Referring expression data:
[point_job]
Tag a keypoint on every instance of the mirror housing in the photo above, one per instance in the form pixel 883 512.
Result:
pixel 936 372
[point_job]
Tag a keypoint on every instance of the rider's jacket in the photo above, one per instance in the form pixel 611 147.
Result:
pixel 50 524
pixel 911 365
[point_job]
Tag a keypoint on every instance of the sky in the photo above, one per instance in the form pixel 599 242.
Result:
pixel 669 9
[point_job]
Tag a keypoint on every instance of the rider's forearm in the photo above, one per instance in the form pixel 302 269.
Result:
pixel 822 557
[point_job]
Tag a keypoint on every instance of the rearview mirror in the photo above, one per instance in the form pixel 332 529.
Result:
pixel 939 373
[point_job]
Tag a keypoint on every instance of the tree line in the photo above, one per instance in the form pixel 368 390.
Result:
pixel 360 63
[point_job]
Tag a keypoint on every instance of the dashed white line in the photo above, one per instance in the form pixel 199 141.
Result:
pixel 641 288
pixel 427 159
==
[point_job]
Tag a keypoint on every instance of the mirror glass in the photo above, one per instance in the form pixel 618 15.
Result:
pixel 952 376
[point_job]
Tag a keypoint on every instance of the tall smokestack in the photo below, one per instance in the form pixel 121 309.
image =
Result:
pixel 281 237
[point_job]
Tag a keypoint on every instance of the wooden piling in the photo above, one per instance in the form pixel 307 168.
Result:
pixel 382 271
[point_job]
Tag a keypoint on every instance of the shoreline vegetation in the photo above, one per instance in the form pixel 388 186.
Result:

The task: In the records above, locate every line with the string "rider" and copy it.

Response area:
Tag a keypoint on every instance of the rider's jacket in the photo above, one per instance in the form pixel 611 147.
Tag a keypoint on every instance of the rider's forearm in the photo above, one per instance in the form pixel 302 269.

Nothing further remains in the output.